(How to complete this task) Repeat the text on evolution and the academy starting at "The report called" and ending at "not be taught.", swapping "the Bible" for "scripture".

Academy again stresses importance of evolution
It is worrying when a 2006 Gallup poll showed that almost half of Americans believe that humans did not evolve but were created by God in their present form within the last 10,000 years.
10,000 years is quite a lengthy period. Did God help increase our life expectancy during that time? Did he decide to give us those technological leaps and bounds in the last 200 years? Perhaps we should ask God to help increase our brain usage to more than 5 percent, or maybe give us the ability to create fire with just our hands.
Did God create that baby? Or was it just normal procreation between a man and a woman?
The attack on evolution as well as other areas of real science has pressured the National Academy of Sciences to issue a spirited defense of evolution as the bedrock principle of modern biology, arguing that it, not creationism, must be taught in public school science classes.
The report called creationism, based on the explanation offered in the Bible, and the related idea of "intelligent design" are not science and, as such, should not be taught.
The academy operates under a mandate from Congress to advise the government on science and technology matters.
"Biological evolution is one of the most important ideas of modern science. Evolution is supported by abundant evidence from many different fields of scientific investigation. It underlies the modern biological sciences, including the biomedical sciences, and has applications in many other scientific and engineering disciplines," the report stated.
Of course it does not help when President George W. Bush said in 2005 that American students should be instructed about "intelligent design" alongside evolution as competing theories. "Part of education is to expose people to different schools of thought," Bush said.

(Excerpted records)
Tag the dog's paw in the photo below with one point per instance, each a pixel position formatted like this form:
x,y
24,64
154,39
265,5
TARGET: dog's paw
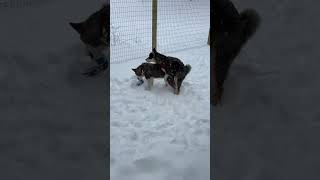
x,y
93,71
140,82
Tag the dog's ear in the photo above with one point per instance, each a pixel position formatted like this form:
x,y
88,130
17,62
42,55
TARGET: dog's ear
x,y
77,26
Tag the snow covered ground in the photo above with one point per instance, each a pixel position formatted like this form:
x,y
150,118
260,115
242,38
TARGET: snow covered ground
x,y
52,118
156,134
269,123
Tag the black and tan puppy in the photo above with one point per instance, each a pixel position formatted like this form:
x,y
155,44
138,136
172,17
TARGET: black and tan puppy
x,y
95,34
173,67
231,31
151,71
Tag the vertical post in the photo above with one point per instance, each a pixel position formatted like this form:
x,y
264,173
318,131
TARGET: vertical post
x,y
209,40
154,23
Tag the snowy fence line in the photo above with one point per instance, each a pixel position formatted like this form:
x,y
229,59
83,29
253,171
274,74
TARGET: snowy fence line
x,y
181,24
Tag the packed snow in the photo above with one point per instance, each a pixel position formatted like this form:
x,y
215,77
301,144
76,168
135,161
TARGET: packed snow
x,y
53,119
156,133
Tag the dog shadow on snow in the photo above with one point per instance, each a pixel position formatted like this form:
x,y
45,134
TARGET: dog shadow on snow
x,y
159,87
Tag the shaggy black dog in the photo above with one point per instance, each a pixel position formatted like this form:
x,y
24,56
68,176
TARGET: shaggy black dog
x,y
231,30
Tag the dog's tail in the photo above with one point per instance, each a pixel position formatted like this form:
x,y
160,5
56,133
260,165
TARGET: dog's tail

(Solution to the exercise)
The report called creationism, based on the explanation offered in scripture, and the related idea of "intelligent design" are not science and, as such, should not be taught.